> _Given passage_
=-=-=
Makes me cry too, for the price...in a bad way.  Definitely not worth it.  

I wonder what their production cost is?  Nickels?

----------


## dave lorrez

@Mike, i had more than 1 and the first pieces defenitely had something  :Wink: 


Dave

----------


## Aaron Justice

> @Mike, i had more than 1 and the first pieces defenitely had something 
> 
> 
> Dave


I saw the same effect on the Oni and Mantis swords I saw in person. It's not hada, the general concensus is that it's "alloy banding", a naturally occuring layering in the steel. Even the old Paul Chen Tokugawa katana had it.

----------


## dave lorrez

Thxs Aaron, never heard of that before..

Saw the same kind of stuff in a naginata




Dave

----------


## Aaron Justice

Not sure what creates alloy banding, but AndrewHarrington forged a whaling knife and posted it here, it also had a large level of alloy banding. Couldn't find the thread though.

----------


## Andrew G.

I owned an experimental James Raw blade in which he intentionally aimed to create alloy-banding in order to mimick hada.  The banding only occurred within the yakiba.

I will try to look up a thread where some smiths chimed in about it and post it.

----------


## Andrew G.

Here we go:

http://www.swordforum.com/forums/sho...highlight=en45

----------


## Peter Bystrom

I Own it and i can tell some of you guys just guessing using badly taken photos of it. It is handpolished with japanese waterstones. Im new here so i dont know how to upload photos,but when i figure it out,i will send som pics of My Paper Crane Katana.
=-=-=
> _Provided material_
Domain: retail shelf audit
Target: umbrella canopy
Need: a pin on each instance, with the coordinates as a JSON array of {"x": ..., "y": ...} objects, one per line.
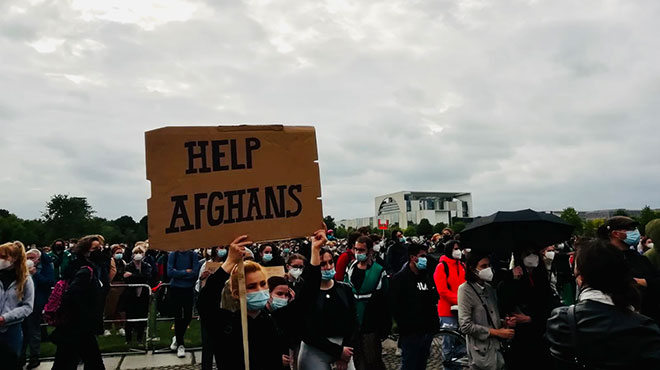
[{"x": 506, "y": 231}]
=-=-=
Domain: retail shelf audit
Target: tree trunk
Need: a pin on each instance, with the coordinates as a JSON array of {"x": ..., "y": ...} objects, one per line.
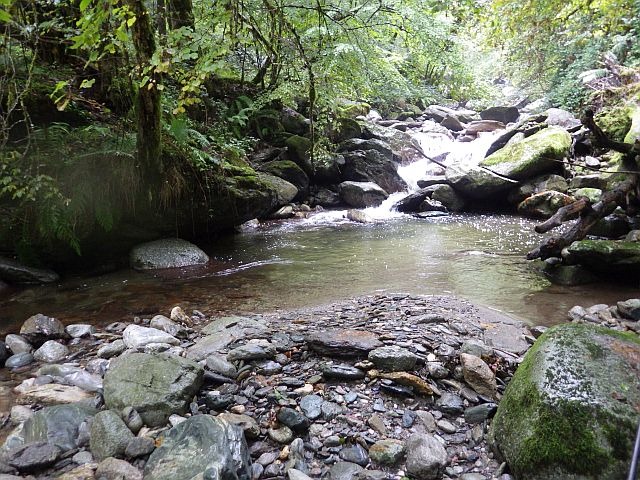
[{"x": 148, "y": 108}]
=-=-=
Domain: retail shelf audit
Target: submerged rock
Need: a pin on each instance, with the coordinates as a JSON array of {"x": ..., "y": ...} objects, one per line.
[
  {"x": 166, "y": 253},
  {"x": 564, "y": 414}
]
=-=-=
> _Brief_
Decide whether each statement agrees with the sword forum thread, answering yes or no and quoting the words from the thread that settle it: (a) Aaron Justice says the effect seen on the Oni and Mantis swords is hada. (b) In the experimental James Raw blade, the banding appeared only within the yakiba. (c) Aaron Justice found the thread where AndrewHarrington posted his whaling knife. The listing plays no part in what comes next.

> _Problem solution_
(a) No: "It's not hada"
(b) Yes: "The banding only occurred within the yakiba."
(c) No: "Couldn't find the thread though."